> _About this task_: Once the line with "box: [426, 6, 511, 481]" is found in the entries below, repeat it and each following line exactly, up to and including the line with "4L478 3L477 305L432". Add no other lines.

> _Provided records_:
*****

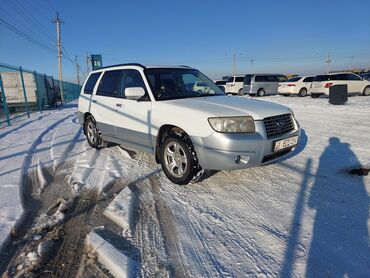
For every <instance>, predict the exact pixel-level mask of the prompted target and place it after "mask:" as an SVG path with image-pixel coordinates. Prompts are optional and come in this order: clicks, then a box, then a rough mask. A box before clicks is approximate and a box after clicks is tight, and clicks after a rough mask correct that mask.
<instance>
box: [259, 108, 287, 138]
mask: <svg viewBox="0 0 370 278" xmlns="http://www.w3.org/2000/svg"><path fill="white" fill-rule="evenodd" d="M263 123H264V125H265V129H266V134H267V138H270V137H274V136H278V135H282V134H284V133H287V132H289V131H292V130H294V123H293V117H292V115H290V114H283V115H278V116H273V117H268V118H264V119H263Z"/></svg>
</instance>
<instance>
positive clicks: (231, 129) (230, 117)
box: [208, 117, 255, 133]
mask: <svg viewBox="0 0 370 278" xmlns="http://www.w3.org/2000/svg"><path fill="white" fill-rule="evenodd" d="M208 122H209V124H210V125H211V127H212V128H213V129H214V130H215V131H217V132H222V133H253V132H255V126H254V120H253V118H252V117H227V118H208Z"/></svg>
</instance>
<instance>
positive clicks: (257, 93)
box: [257, 89, 265, 97]
mask: <svg viewBox="0 0 370 278" xmlns="http://www.w3.org/2000/svg"><path fill="white" fill-rule="evenodd" d="M264 95H265V90H264V89H259V90H258V91H257V96H259V97H263V96H264Z"/></svg>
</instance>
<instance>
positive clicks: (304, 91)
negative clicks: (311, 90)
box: [298, 88, 307, 97]
mask: <svg viewBox="0 0 370 278" xmlns="http://www.w3.org/2000/svg"><path fill="white" fill-rule="evenodd" d="M298 95H299V96H300V97H305V96H307V89H306V88H302V89H300V90H299V93H298Z"/></svg>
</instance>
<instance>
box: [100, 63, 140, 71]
mask: <svg viewBox="0 0 370 278" xmlns="http://www.w3.org/2000/svg"><path fill="white" fill-rule="evenodd" d="M122 66H137V67H141V68H143V69H145V68H146V67H145V66H144V65H142V64H139V63H125V64H117V65H110V66H105V67H101V68H98V69H96V70H100V69H108V68H114V67H122Z"/></svg>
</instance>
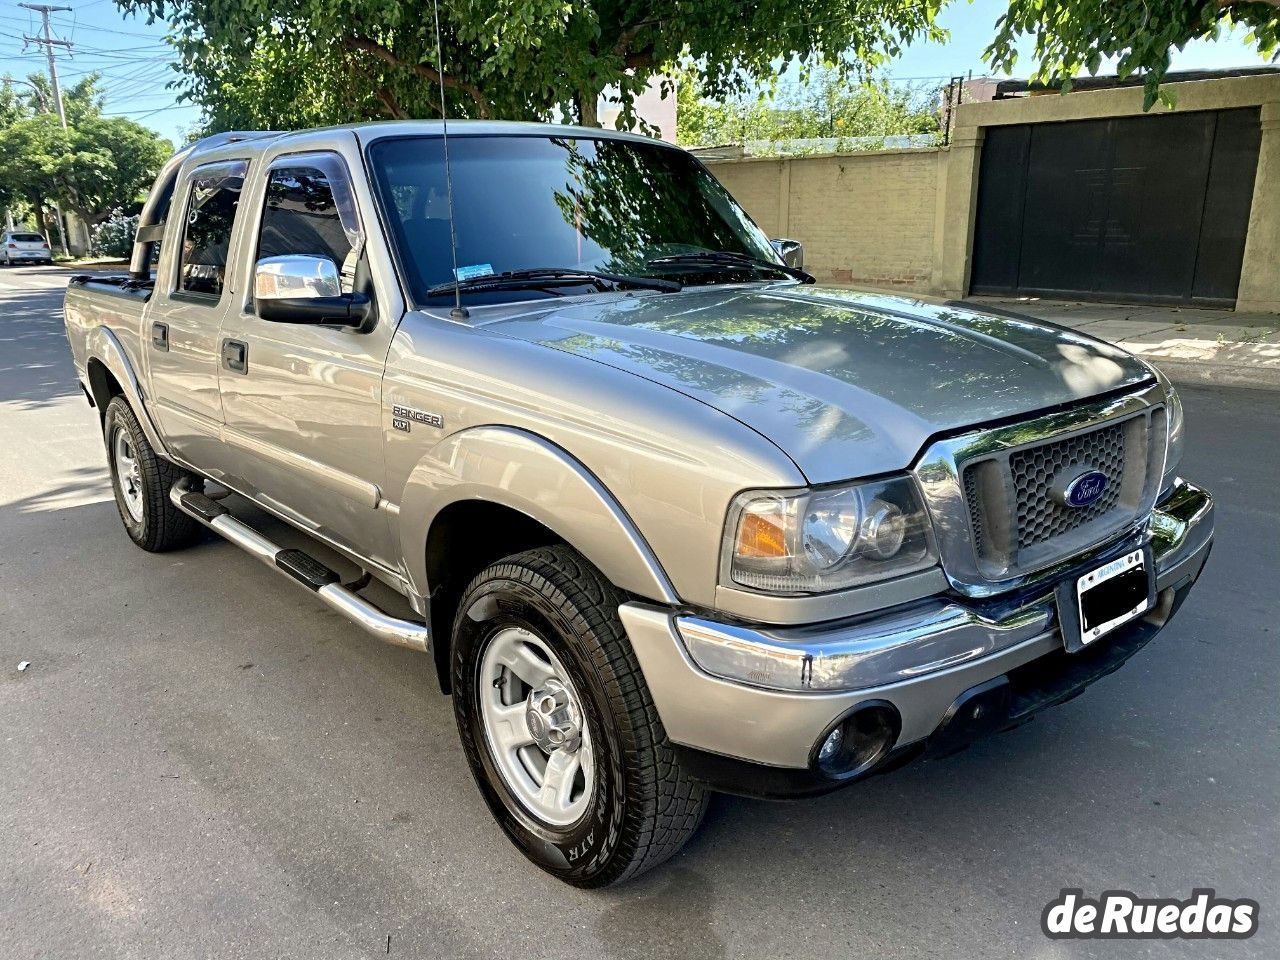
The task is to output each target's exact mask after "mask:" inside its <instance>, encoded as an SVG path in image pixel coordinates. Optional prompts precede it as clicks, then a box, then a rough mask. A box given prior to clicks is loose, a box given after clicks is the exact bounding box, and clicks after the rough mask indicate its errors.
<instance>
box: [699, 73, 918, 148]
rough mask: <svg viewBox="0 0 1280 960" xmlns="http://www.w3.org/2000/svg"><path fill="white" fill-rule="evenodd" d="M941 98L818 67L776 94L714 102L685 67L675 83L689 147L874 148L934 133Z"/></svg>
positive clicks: (882, 80) (897, 85)
mask: <svg viewBox="0 0 1280 960" xmlns="http://www.w3.org/2000/svg"><path fill="white" fill-rule="evenodd" d="M938 96H940V91H938V88H937V87H934V86H910V84H891V83H890V82H888V81H886V79H883V78H873V79H855V78H850V77H842V76H841V74H840V73H837V72H835V70H818V72H815V73H814V74H813V76H812V77H810V78H809V81H808V82H804V83H792V84H788V86H787V87H785V88H782V90H780V91H778V92H776V93H773V95H765V93H760V95H755V96H751V95H748V96H737V97H732V99H730V100H713V99H709V97H708V96H707V95H705V92H704V88H703V86H701V83H700V81H699V77H698V73H696V70H692V69H686V70H685V72H682V73H681V74H680V76H678V82H677V110H676V132H677V140H678V141H680V143H682V145H685V146H718V145H723V143H748V142H751V141H765V142H769V143H777V142H780V141H797V140H818V138H820V140H835V141H836V142H837V148H854V147H855V146H861V147H874V146H877V145H879V143H883V140H884V138H886V137H891V136H911V134H933V133H937V132H938V102H940V101H938ZM828 148H829V147H828Z"/></svg>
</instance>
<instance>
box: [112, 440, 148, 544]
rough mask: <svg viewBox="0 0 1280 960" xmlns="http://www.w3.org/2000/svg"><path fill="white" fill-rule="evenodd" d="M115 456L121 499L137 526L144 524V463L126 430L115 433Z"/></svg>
mask: <svg viewBox="0 0 1280 960" xmlns="http://www.w3.org/2000/svg"><path fill="white" fill-rule="evenodd" d="M113 447H114V454H115V477H116V480H118V481H119V488H120V499H122V500H124V508H125V509H127V511H128V512H129V516H131V517H133V521H134V522H136V524H141V522H142V463H141V462H140V461H138V456H137V453H136V452H134V449H133V444H132V443H131V442H129V435H128V433H127V431H125V430H116V431H115V440H114V443H113Z"/></svg>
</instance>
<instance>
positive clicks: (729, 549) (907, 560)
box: [721, 476, 937, 594]
mask: <svg viewBox="0 0 1280 960" xmlns="http://www.w3.org/2000/svg"><path fill="white" fill-rule="evenodd" d="M934 563H937V553H936V550H934V547H933V536H932V530H931V527H929V518H928V515H927V513H925V512H924V504H923V503H922V502H920V495H919V493H918V492H916V486H915V483H914V481H913V480H911V479H910V477H908V476H896V477H890V479H888V480H870V481H868V483H861V484H850V485H845V486H827V488H822V489H818V490H753V492H749V493H744V494H739V497H737V498H735V500H733V503H732V506H731V507H730V512H728V522H727V525H726V527H724V549H723V561H722V570H721V580H722V582H732V584H737V585H739V586H745V588H749V589H751V590H762V591H767V593H776V594H795V593H805V594H814V593H827V591H831V590H844V589H846V588H850V586H858V585H859V584H868V582H872V581H876V580H884V579H887V577H895V576H901V575H904V573H910V572H913V571H916V570H924V568H925V567H932V566H933V564H934Z"/></svg>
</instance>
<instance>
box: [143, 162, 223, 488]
mask: <svg viewBox="0 0 1280 960" xmlns="http://www.w3.org/2000/svg"><path fill="white" fill-rule="evenodd" d="M247 172H248V163H247V161H246V160H221V161H218V163H210V164H204V165H201V166H196V168H193V169H192V170H191V172H188V173H187V175H186V177H184V178H183V179H182V180H180V182H179V184H178V188H177V191H175V193H174V198H173V205H172V207H170V212H169V216H174V215H177V216H179V218H182V219H180V220H179V224H180V228H179V229H180V233H178V236H179V237H180V241H179V242H178V244H177V250H165V251H161V259H160V265H159V270H157V271H156V285H155V293H154V294H152V297H151V301H150V302H148V305H147V310H146V314H145V319H143V329H142V349H143V351H145V352H146V356H147V365H148V369H150V370H148V375H150V383H151V401H152V410H154V412H155V416H156V420H157V421H159V424H160V430H161V433H163V434H164V436H165V442H166V443H168V444H169V447H170V449H172V451H173V452H174V453H177V454H178V456H179V457H180V458H182V460H184V461H187V462H188V463H191V465H192V466H195V467H197V468H200V470H201V471H204V472H207V474H209V475H211V476H215V477H216V476H218V475H219V472H220V460H221V454H220V443H219V433H220V430H221V425H223V404H221V398H220V396H219V393H218V362H219V340H218V330H219V326H220V325H221V323H223V317H224V316H225V314H227V312H228V310H230V308H232V302H233V297H232V289H230V285H229V276H228V265H229V264H230V262H232V260H230V248H232V244H233V243H234V239H236V236H237V234H236V230H234V225H236V220H237V218H238V216H239V215H241V212H239V207H241V202H239V200H241V192H242V189H243V186H244V178H246V175H247ZM174 233H175V232H174V230H168V232H166V236H173V234H174Z"/></svg>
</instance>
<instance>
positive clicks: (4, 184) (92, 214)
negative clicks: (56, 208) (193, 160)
mask: <svg viewBox="0 0 1280 960" xmlns="http://www.w3.org/2000/svg"><path fill="white" fill-rule="evenodd" d="M41 81H42V78H41V77H38V76H33V77H32V78H31V82H32V84H33V86H35V87H36V90H35V91H32V92H31V93H29V95H22V96H18V97H14V99H13V100H12V101H8V100H6V101H0V184H4V188H3V191H4V192H3V193H0V202H4V204H5V205H6V206H17V205H18V202H19V201H24V202H27V204H29V205H31V206H32V207H35V210H36V211H40V214H38V215H40V216H41V219H42V220H44V218H42V214H44V211H45V207H46V206H47V205H49V202H50V201H56V202H59V204H61V205H64V206H65V207H67V209H68V210H73V211H74V212H76V214H77V215H78V216H79V218H81V219H82V220H83V221H84V223H86V224H87V225H90V227H91V228H92V227H93V225H96V224H99V223H101V221H102V220H105V219H106V218H108V216H110V214H111V211H113V210H116V209H128V207H132V206H134V205H136V204H137V202H138V201H140V198H141V197H142V196H143V193H145V191H146V188H147V187H150V186H151V182H152V179H154V178H155V175H156V173H157V172H159V169H160V166H161V165H163V164H164V161H165V160H166V159H168V156H169V155H170V154H172V152H173V146H172V145H170V143H169V142H168V141H166V140H163V138H160V137H159V136H156V133H155V132H152V131H150V129H147V128H146V127H142V125H141V124H138V123H136V122H133V120H129V119H125V118H123V116H104V115H102V113H101V111H102V106H104V101H102V96H101V92H100V91H99V88H97V78H96V77H95V76H92V74H91V76H90V77H86V78H84V79H82V81H81V82H79V83H77V84H76V86H74V87H72V88H70V90H68V91H67V93H65V96H64V106H65V111H67V120H68V125H67V129H63V125H61V123H60V122H59V119H58V116H56V115H55V114H52V113H49V111H47V110H45V109H44V108H45V105H47V104H51V102H52V101H51V99H49V96H46V93H47V88H45V87H42V86H41Z"/></svg>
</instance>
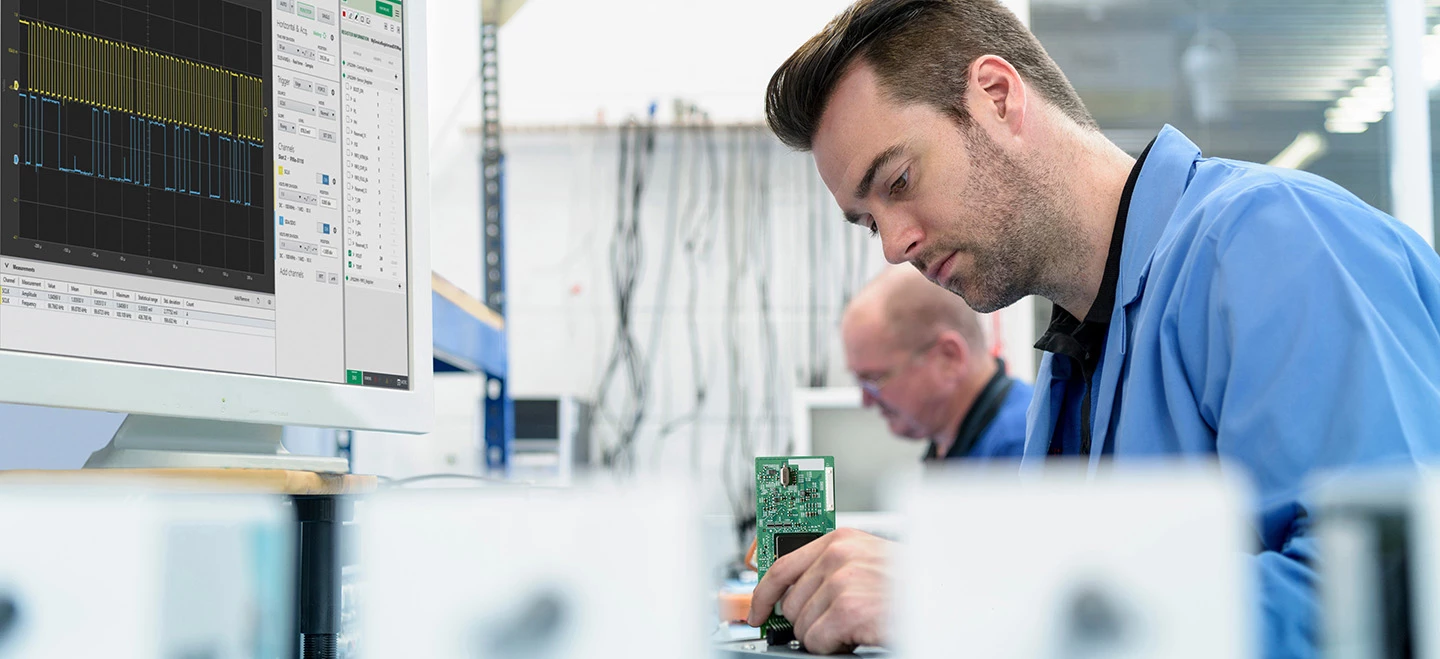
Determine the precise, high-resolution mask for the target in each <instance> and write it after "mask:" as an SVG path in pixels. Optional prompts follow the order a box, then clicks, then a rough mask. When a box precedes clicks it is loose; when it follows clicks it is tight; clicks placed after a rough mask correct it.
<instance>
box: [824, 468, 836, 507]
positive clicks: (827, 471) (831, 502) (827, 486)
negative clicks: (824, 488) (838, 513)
mask: <svg viewBox="0 0 1440 659" xmlns="http://www.w3.org/2000/svg"><path fill="white" fill-rule="evenodd" d="M834 509H835V468H831V466H827V468H825V512H829V511H834Z"/></svg>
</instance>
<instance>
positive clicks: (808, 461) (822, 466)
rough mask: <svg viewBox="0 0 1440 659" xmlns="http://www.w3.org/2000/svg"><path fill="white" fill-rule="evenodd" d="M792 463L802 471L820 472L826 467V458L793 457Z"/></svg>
mask: <svg viewBox="0 0 1440 659" xmlns="http://www.w3.org/2000/svg"><path fill="white" fill-rule="evenodd" d="M791 465H795V469H799V471H802V472H818V471H821V469H825V459H824V458H804V459H799V460H793V459H792V460H791Z"/></svg>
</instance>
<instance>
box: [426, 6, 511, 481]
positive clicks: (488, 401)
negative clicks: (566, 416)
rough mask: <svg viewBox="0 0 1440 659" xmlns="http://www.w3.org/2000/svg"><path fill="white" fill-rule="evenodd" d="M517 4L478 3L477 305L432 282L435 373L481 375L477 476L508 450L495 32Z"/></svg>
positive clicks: (507, 362)
mask: <svg viewBox="0 0 1440 659" xmlns="http://www.w3.org/2000/svg"><path fill="white" fill-rule="evenodd" d="M521 4H524V0H485V1H482V3H481V26H480V82H481V167H480V170H481V171H480V191H481V200H480V201H481V229H482V232H481V245H480V249H481V282H482V286H484V296H482V298H481V299H482V301H475V299H474V298H469V296H468V295H465V294H464V292H461V291H459V289H458V288H455V286H454V285H451V283H449V282H445V281H444V279H441V278H438V276H436V278H435V282H433V283H435V294H433V295H435V299H433V302H435V371H436V373H445V371H468V373H484V374H485V378H487V383H485V414H484V416H485V468H487V469H488V471H490V472H491V473H507V472H508V471H510V456H511V452H513V447H514V426H516V424H514V417H516V412H514V403H513V401H511V400H510V393H508V391H510V388H508V386H507V381H508V374H510V368H508V363H510V360H508V342H507V341H505V321H504V314H505V245H504V243H505V233H504V216H505V213H504V165H505V161H504V153H503V151H501V148H500V66H498V53H497V50H495V37H497V35H498V33H500V24H501V23H504V22H505V19H508V17H510V16H511V14H514V13H516V10H517V9H520V6H521Z"/></svg>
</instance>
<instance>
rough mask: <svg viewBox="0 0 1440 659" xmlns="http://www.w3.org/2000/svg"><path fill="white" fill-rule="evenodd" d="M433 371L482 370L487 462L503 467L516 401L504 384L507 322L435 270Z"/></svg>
mask: <svg viewBox="0 0 1440 659" xmlns="http://www.w3.org/2000/svg"><path fill="white" fill-rule="evenodd" d="M431 288H432V291H433V292H432V294H431V296H432V299H431V302H432V306H433V332H435V340H433V342H435V373H449V371H464V373H482V374H484V376H485V378H487V387H485V465H487V468H488V469H490V471H491V472H497V473H504V472H505V471H508V466H510V453H511V447H513V445H514V430H513V429H514V404H513V403H511V400H510V394H508V391H507V390H505V380H507V377H508V374H510V358H508V353H510V350H508V341H507V338H505V322H504V318H501V317H500V314H497V312H494V311H492V309H490V308H488V306H485V305H482V304H481V302H480V301H478V299H475V298H471V296H469V295H467V294H465V292H464V291H461V289H459V288H456V286H455V285H454V283H451V282H448V281H445V279H444V278H441V276H439V275H435V276H432V279H431Z"/></svg>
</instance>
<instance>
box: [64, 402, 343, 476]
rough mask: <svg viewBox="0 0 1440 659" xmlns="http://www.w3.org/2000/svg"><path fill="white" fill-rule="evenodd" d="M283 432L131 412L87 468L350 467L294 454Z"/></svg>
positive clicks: (85, 464)
mask: <svg viewBox="0 0 1440 659" xmlns="http://www.w3.org/2000/svg"><path fill="white" fill-rule="evenodd" d="M281 435H282V427H281V426H268V424H259V423H240V422H212V420H203V419H180V417H167V416H145V414H130V416H128V417H125V422H124V423H121V424H120V429H118V430H115V436H114V437H111V440H109V443H108V445H105V447H102V449H99V450H96V452H94V453H91V456H89V459H88V460H85V468H86V469H95V468H108V469H153V468H161V469H288V471H297V472H328V473H346V472H348V471H350V463H348V460H346V459H344V458H320V456H308V455H291V453H289V452H288V450H285V446H284V445H282V443H281Z"/></svg>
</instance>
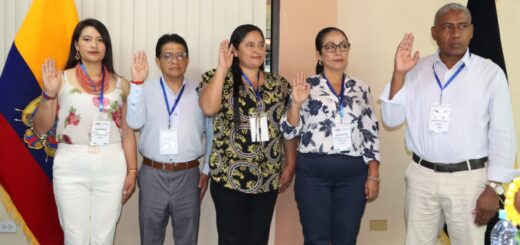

*****

> _Result for this exercise_:
box: [426, 6, 511, 481]
positive clicks: (488, 401)
negative clicks: (566, 416)
rough mask: <svg viewBox="0 0 1440 659" xmlns="http://www.w3.org/2000/svg"><path fill="white" fill-rule="evenodd" d="M517 4L478 3L477 305L432 282L435 373L481 375L477 476L508 450L495 32Z"/></svg>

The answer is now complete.